Records from a data collection:
○ ○ ○
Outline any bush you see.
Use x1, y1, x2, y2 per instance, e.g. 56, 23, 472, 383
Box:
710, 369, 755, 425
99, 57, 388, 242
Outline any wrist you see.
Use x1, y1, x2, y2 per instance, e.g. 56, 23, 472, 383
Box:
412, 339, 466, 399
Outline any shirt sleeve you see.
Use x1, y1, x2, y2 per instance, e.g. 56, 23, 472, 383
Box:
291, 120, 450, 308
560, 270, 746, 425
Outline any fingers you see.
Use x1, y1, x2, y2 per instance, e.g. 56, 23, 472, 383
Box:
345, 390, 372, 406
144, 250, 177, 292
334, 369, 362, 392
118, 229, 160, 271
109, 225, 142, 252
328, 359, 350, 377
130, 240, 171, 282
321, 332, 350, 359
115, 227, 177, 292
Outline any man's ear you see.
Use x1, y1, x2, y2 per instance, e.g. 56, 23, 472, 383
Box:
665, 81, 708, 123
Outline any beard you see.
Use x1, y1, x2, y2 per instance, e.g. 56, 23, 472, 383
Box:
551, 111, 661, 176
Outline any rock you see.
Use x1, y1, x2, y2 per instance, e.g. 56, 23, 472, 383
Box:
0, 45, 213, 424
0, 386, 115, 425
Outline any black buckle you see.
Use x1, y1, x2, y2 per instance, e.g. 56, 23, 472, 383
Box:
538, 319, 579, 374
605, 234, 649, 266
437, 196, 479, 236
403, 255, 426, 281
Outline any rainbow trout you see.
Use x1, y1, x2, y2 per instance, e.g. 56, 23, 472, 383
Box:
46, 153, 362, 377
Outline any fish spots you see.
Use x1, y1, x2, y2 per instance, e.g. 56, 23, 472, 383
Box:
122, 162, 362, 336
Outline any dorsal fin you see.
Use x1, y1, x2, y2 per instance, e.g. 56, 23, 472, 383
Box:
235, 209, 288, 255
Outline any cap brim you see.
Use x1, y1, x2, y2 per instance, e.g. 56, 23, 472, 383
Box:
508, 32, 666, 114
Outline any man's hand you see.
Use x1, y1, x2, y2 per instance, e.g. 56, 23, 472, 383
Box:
○ ○ ○
[Required work] Each of the records is to be written out again without alteration.

[Task output]
Outline any bush you see.
Use x1, y1, x2, y2 per instance, e.g. 56, 23, 472, 383
Box:
710, 369, 755, 425
99, 57, 388, 242
Outline any wrist you see.
Use x1, y1, x2, y2 per instance, e.g. 56, 23, 472, 383
Box:
412, 339, 466, 399
Outline any shirt sleeve you see.
Use x1, y1, x2, y2 per instance, e.g. 56, 23, 472, 383
Box:
291, 120, 450, 308
560, 270, 746, 425
Outline any fingers you see.
Use x1, y1, x2, y2 per instance, e.g. 56, 23, 472, 383
Box:
345, 390, 372, 406
144, 250, 177, 292
334, 369, 362, 392
118, 229, 160, 271
109, 225, 142, 252
328, 359, 350, 377
130, 240, 171, 282
321, 332, 350, 359
115, 227, 177, 292
Outline any man's ear you see.
Use x1, y1, x2, y2 per instance, e.g. 56, 23, 472, 383
Box:
665, 81, 708, 123
Outline any beard you see.
Use x1, y1, x2, y2 per instance, e.g. 56, 23, 472, 383
Box:
551, 111, 661, 176
Outline any rock you see.
Use x1, y1, x2, y2 per instance, e.g. 56, 23, 472, 383
Box:
0, 45, 213, 424
0, 386, 115, 425
Outline any black buckle you see.
Use x1, y1, x2, y2 per instance, e.g. 56, 23, 472, 383
Box:
538, 319, 579, 374
605, 234, 649, 266
437, 196, 479, 236
403, 255, 426, 281
Outline any rainbow trout you see.
Use x1, y1, x2, y2 per instance, e.g. 56, 23, 472, 383
Box:
46, 153, 362, 377
Outline any fish spots you see.
Use x1, y1, x2, y2 per instance, e.g. 56, 23, 472, 383
Box:
122, 162, 362, 336
Outline any dorsal fin you see.
Use x1, y1, x2, y2 per instance, e.g. 56, 23, 472, 383
Box:
235, 209, 288, 255
Outline any cap brim you see.
Use x1, y1, x2, y2 per instance, e.g. 56, 23, 472, 383
Box:
508, 32, 666, 114
Outline any man's hand you see.
Use x1, y1, x2, y2 per instance, e.g. 56, 23, 472, 383
Box:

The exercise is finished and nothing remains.